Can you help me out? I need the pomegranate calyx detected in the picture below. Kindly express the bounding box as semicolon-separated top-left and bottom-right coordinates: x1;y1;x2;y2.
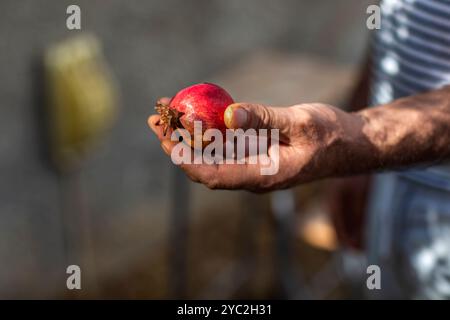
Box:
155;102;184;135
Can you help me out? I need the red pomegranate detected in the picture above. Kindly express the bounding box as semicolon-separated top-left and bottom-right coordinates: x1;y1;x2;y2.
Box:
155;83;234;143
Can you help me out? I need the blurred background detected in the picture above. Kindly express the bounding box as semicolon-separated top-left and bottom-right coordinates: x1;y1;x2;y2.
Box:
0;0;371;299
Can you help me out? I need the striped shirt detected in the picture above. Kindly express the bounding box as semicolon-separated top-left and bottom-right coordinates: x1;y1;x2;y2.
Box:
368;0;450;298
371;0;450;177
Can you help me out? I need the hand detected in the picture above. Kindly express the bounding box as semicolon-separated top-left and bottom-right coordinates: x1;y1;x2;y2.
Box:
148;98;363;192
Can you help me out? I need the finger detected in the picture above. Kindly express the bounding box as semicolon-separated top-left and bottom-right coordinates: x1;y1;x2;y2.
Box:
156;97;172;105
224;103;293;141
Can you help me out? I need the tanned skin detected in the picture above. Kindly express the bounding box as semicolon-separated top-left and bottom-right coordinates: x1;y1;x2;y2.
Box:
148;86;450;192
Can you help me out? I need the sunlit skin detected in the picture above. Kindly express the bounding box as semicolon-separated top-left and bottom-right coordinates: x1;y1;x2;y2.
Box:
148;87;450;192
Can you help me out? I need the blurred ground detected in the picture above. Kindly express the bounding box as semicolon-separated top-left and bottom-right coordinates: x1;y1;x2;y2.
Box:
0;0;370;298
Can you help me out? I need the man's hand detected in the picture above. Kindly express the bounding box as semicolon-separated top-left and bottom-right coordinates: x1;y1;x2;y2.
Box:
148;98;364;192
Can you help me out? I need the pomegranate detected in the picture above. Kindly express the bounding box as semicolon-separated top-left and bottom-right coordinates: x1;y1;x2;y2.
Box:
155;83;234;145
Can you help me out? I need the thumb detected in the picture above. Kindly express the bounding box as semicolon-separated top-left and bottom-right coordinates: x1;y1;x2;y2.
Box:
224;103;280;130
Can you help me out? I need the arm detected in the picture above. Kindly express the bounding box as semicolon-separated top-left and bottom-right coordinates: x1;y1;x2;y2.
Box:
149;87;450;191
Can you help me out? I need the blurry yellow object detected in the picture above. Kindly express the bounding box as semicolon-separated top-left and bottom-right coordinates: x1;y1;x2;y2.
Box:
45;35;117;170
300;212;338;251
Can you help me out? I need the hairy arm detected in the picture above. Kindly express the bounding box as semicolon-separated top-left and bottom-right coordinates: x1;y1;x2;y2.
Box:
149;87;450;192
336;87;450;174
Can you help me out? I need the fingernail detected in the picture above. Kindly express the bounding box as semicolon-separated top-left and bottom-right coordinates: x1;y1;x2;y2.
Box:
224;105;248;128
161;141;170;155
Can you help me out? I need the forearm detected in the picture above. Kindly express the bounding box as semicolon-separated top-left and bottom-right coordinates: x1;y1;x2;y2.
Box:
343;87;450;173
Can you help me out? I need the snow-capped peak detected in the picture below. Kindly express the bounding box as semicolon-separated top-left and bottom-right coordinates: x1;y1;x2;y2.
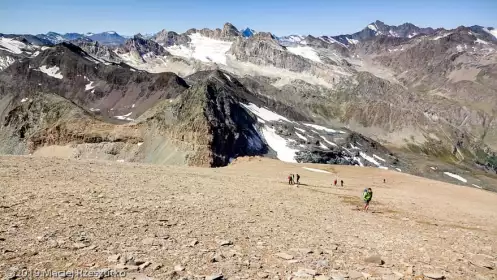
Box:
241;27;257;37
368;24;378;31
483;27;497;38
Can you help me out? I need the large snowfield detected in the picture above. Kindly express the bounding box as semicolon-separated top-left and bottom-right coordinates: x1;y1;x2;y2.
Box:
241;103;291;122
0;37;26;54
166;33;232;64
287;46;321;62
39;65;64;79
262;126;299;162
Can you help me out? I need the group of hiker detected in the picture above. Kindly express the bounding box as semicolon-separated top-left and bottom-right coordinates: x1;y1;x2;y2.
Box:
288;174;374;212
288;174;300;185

...

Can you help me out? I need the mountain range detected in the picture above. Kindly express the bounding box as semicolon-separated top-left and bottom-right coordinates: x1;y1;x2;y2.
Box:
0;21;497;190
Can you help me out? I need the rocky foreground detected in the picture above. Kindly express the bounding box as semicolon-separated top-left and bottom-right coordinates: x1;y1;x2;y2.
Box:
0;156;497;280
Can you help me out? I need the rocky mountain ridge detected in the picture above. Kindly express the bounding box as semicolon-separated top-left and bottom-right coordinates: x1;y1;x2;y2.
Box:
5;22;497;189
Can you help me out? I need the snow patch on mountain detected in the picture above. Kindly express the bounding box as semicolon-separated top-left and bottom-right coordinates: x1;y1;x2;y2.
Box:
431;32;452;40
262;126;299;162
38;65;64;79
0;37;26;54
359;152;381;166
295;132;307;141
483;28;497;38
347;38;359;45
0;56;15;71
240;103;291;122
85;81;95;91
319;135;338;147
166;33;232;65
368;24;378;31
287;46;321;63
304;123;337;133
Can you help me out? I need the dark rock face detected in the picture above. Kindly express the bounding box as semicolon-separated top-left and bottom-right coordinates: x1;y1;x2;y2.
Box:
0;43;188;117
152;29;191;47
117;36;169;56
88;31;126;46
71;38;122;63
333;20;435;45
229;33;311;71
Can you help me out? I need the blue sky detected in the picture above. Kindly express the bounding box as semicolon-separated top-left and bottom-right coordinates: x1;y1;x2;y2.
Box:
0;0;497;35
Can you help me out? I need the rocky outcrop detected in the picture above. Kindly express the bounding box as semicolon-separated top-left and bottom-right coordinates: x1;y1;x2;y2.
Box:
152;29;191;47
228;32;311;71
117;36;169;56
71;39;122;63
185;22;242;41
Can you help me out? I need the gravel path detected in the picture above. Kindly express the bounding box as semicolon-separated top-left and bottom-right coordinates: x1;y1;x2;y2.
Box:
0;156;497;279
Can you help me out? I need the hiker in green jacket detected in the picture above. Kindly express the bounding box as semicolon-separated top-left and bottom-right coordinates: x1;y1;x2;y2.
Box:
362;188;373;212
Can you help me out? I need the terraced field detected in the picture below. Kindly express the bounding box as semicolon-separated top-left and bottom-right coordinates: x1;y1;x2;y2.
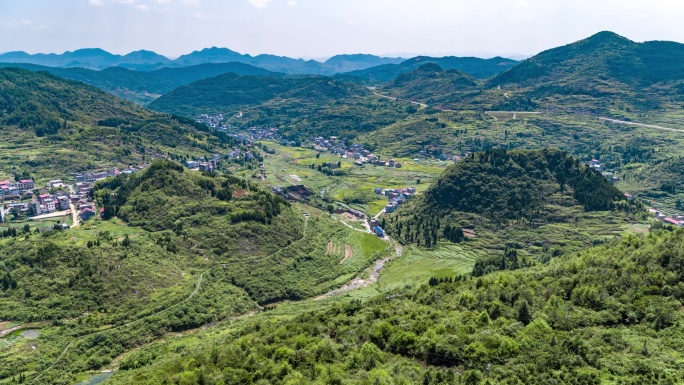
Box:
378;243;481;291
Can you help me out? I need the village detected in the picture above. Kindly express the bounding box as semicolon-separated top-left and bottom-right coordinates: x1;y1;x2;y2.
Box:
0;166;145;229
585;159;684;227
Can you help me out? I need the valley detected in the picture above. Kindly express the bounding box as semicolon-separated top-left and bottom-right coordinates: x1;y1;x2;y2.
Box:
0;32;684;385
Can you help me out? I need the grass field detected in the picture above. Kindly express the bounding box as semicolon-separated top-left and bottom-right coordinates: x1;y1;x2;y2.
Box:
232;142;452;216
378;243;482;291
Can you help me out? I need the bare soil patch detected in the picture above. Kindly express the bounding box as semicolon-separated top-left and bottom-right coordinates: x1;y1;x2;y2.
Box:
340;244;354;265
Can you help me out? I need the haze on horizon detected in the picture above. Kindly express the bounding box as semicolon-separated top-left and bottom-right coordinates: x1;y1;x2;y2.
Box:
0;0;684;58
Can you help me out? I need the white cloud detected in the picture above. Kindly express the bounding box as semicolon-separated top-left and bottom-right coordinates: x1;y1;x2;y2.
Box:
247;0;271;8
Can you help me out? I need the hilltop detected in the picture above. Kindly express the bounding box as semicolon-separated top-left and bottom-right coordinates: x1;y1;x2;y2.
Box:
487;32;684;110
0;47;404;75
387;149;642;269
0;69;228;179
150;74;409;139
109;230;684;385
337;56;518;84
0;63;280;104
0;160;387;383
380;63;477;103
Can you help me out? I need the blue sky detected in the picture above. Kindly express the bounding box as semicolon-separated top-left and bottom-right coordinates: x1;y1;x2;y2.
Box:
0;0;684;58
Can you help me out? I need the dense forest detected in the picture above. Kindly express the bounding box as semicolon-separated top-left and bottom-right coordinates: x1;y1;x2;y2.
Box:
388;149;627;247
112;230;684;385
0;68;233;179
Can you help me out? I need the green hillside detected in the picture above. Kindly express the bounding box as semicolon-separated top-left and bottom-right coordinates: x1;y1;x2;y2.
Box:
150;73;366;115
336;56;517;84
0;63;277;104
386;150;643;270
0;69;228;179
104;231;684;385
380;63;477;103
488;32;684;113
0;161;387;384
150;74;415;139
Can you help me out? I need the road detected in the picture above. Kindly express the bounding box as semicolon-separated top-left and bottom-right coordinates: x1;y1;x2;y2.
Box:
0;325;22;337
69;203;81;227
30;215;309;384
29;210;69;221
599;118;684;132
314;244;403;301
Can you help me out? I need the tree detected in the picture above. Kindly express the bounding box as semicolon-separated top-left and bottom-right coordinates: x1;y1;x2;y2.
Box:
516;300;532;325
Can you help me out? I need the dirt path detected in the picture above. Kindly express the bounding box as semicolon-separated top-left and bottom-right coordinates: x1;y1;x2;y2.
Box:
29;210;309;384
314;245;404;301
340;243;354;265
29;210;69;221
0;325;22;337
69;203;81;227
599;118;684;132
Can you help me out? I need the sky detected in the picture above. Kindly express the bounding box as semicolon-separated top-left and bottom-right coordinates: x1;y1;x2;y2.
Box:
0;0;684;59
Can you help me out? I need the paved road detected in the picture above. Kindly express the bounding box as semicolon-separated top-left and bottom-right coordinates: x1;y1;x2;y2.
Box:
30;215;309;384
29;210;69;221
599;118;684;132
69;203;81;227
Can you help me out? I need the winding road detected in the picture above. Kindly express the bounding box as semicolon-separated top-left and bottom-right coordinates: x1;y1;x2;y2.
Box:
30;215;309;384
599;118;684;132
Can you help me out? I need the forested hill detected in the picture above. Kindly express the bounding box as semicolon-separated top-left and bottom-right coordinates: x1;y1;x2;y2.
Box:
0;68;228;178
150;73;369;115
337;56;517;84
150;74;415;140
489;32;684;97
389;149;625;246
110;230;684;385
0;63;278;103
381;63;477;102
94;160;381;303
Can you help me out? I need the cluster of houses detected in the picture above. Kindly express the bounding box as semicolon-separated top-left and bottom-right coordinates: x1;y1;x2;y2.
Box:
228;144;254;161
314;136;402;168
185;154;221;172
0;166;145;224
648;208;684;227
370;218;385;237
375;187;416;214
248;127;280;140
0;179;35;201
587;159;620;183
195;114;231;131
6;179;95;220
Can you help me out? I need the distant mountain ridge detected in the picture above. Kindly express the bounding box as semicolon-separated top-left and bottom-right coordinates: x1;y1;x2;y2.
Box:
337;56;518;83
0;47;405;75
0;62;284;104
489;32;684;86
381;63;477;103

→ **Opdracht**: Zet de vermeldingen van de regel met "Can you help me out? I need the pomegranate calyx" tot en met de regel met "155;83;234;143" in een CSV met de kolommen invoer en uitvoer. Maak één rij per vermelding met de tekst en het antwoord elk in een eigen veld tussen aanhalingstekens, vervang regeleinden door spaties en laat de afbeeldingen weg.

→ **Antwoord**:
invoer,uitvoer
"Can you help me out? I need the pomegranate calyx detected in the picture below. Kindly express the bounding box as semicolon-separated top-left and bottom-right coordinates: x1;y1;x2;y2. Box:","155;102;184;135"
"Can you help me out? I need the red pomegranate detected in the picture above. Kindly express the bounding box as semicolon-separated top-left and bottom-right coordinates: x1;y1;x2;y2. Box:","155;83;234;143"